(Dataset rows)
+--
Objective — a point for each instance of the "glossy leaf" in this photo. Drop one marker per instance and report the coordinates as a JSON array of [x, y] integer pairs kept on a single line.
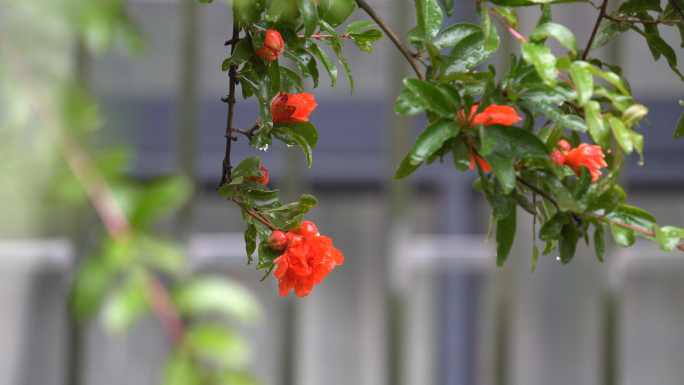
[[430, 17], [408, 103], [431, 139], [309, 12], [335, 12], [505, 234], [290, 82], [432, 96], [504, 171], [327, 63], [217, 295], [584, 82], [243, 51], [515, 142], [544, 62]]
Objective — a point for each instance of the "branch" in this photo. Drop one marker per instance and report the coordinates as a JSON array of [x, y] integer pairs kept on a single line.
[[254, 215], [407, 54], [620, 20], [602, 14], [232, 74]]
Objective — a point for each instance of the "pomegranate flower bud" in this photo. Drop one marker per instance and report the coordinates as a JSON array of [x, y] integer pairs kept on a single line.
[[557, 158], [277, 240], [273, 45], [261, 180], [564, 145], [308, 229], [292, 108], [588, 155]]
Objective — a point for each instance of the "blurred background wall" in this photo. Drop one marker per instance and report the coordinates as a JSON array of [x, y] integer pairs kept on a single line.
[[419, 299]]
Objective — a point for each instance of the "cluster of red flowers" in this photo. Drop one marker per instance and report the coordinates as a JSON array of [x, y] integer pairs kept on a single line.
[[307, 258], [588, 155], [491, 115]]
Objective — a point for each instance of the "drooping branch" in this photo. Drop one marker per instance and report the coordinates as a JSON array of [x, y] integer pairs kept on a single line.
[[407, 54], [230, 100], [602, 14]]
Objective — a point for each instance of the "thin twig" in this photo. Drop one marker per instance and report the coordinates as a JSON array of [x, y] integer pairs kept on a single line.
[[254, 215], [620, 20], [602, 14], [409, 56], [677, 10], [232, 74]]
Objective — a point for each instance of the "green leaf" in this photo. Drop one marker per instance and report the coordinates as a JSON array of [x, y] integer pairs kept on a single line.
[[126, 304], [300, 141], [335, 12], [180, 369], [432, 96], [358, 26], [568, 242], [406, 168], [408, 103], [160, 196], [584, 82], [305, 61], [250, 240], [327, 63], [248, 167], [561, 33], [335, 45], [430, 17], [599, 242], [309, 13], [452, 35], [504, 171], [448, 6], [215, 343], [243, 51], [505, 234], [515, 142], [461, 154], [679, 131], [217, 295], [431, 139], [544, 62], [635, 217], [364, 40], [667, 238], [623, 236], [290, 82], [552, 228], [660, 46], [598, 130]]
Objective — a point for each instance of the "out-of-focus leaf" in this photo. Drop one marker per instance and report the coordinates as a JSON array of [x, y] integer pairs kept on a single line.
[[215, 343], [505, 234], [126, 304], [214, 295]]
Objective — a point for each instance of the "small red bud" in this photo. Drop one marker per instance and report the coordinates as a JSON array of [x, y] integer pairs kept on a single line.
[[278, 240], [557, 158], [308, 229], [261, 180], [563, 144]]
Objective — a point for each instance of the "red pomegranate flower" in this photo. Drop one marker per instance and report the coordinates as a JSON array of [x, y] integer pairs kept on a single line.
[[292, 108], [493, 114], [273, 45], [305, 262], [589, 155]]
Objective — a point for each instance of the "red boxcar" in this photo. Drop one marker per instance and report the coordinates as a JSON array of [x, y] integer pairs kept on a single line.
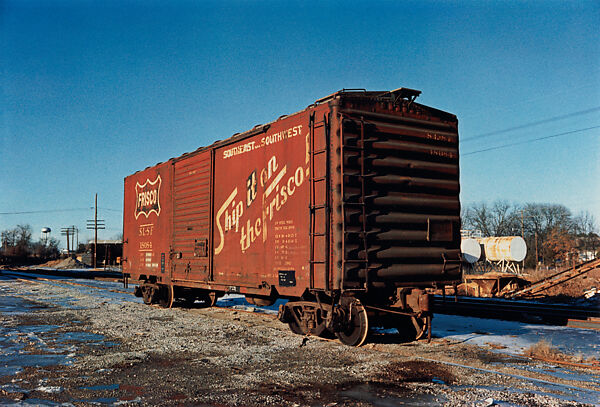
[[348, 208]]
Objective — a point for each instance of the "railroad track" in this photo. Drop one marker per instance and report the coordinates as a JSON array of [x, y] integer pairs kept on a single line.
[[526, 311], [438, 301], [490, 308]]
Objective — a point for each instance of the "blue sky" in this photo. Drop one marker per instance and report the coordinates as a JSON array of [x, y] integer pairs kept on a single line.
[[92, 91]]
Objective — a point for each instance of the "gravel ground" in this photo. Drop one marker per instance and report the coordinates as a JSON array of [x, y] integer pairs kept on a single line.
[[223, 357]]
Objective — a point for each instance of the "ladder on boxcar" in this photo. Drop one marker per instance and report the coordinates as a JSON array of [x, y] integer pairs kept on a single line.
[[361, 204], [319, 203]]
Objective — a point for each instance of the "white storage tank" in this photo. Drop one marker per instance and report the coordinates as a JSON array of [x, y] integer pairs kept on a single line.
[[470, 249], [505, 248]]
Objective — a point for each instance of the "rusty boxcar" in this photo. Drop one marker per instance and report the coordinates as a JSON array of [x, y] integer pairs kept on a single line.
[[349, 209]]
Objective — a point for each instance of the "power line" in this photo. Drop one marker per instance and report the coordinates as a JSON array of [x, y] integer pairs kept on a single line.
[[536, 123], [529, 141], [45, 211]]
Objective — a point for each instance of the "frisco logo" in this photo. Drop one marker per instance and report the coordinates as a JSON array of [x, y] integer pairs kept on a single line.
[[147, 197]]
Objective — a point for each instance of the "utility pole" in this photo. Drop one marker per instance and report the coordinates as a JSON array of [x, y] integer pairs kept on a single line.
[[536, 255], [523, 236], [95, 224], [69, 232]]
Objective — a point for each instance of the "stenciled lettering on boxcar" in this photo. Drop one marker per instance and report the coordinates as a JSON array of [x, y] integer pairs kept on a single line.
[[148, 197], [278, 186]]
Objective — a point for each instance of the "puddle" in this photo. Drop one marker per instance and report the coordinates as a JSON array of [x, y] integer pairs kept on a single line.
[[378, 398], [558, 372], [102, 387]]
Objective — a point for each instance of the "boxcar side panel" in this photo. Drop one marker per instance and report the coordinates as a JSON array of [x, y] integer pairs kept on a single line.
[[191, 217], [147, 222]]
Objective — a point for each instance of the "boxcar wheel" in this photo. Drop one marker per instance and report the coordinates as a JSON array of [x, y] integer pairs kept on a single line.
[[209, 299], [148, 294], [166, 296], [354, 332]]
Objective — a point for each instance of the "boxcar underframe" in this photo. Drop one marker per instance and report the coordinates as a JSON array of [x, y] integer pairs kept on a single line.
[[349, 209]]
+--
Copy the records from the start through the line containing "[[419, 299]]", both ends included, replacing "photo" with "image" and keeping everything else the same. Leave the pictures out.

**Correct answer**
Objective — a point for each instance of the "glossy leaf" in this image. Drop one marker per instance and report the coordinates as a JSON array of [x, y] integer pairs kept on a single line.
[[430, 17], [408, 103], [431, 139], [309, 12], [335, 12], [505, 234], [290, 82], [432, 96], [504, 171], [327, 63], [217, 295], [584, 82], [243, 51], [515, 142], [544, 62]]
Objective — a point for each instance of the "branch" in this image. Drop one marker per instance and report the coordinates as a JSON array of [x, y] integer pairs kept on a single line.
[[254, 215], [407, 54], [620, 20], [602, 14], [232, 74]]
Objective — a point for each instance of the "pomegranate flower bud" in this image. Drop one marker per instance and report the coordinates as a JSON array of [x, y] integer pairs kept on a single line.
[[557, 158], [277, 240], [273, 45], [261, 180], [564, 145], [308, 229], [292, 108], [588, 155]]
Objective — a point for each instance of the "blurred background wall" in this image. Drop one marker per instance and report the coordinates as a JSON array of [x, y] integer pairs kept on a single line.
[[419, 299]]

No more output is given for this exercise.